Rabbi Jim
Morgan
Sermon for Kol Nidre, 5773
September 25, 2012
Worship and Study Minyan of Harvard Hillel
Sermon for Kol Nidre, 5773
September 25, 2012
Worship and Study Minyan of Harvard Hillel
Shana Tova,
and G’mar Hatimah Tovah. I’m Rabbi Jim
Morgan, and I am so glad to be with the Worship and Study minyan for my first
yamim nora-im.
These are
the Days of Awe, days of terror, days when we look into ourselves and see all
that is wanting. Days on which review
our actions, our decisions, and cannot help but ponder the things we did wrong,
the things we would change if only we could.
And they are days for difficult conversations, both with our selves and
with our loved ones and friends. For our
community, they are days for difficult stories, difficult and challenging texts
in the synagogue.
Torah texts can
always present challenges to our worldview, challenges to our assumptions. Often we disagree intensely with the point of
view Torah presents. At other times,
passages we disagree with intellectually somehow resonate with us emotionally,
so we feel a crisis of ambivalence.

==*==

### WRITTEN PROBLEM
Answer these questions using the Kol Nidre sermon:
1. Which minyan does the sermon say the rabbi is glad to be with?
2. Besides "the Days of Awe," what else does the sermon call these days?
3. What does the sermon say we feel when passages we disagree with intellectually resonate with us emotionally?

[A series of records]

==*==

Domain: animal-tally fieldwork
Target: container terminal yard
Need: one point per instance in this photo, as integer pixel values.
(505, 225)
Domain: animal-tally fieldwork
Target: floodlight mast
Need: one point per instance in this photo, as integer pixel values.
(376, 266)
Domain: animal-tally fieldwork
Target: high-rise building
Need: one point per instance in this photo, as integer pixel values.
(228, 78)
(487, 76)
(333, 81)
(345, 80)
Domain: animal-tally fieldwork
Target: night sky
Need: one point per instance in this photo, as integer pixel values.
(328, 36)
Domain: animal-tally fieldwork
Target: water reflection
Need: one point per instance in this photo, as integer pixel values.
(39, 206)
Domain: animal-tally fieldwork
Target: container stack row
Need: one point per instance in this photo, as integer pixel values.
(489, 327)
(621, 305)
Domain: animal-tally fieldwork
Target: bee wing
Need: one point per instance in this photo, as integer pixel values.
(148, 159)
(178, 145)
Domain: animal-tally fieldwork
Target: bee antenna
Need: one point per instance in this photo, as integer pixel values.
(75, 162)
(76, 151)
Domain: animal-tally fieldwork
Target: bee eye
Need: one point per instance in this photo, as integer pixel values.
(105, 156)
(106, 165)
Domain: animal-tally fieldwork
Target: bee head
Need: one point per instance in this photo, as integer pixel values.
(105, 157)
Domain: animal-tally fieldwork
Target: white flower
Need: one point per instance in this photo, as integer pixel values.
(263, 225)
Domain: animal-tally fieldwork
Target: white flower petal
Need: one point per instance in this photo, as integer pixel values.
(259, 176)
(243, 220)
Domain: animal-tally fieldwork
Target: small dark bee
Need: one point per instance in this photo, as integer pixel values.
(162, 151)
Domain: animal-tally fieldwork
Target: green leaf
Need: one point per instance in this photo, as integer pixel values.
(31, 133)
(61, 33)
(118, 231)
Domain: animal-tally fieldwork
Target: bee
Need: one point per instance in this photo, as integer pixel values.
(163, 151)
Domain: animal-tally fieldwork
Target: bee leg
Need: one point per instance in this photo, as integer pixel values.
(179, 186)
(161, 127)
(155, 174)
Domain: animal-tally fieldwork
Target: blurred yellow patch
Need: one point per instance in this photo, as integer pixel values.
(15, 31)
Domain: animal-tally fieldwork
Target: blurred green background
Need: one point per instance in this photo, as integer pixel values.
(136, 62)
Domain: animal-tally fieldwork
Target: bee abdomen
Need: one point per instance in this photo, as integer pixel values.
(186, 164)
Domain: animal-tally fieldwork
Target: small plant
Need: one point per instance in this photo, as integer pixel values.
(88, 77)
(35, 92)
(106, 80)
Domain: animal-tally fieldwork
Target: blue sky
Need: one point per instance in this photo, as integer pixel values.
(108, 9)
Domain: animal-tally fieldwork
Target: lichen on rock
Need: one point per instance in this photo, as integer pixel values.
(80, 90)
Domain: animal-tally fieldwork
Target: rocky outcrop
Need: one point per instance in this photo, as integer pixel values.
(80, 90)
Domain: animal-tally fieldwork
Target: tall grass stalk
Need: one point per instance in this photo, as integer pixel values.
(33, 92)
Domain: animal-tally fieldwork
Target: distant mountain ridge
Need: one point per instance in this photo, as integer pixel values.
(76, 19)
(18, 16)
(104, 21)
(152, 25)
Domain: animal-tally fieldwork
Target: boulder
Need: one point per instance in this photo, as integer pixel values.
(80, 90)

==*==

### RESULT BELOW
1. The Worship and Study minyan of Harvard Hillel.
2. Days of terror.
3. A crisis of ambivalence.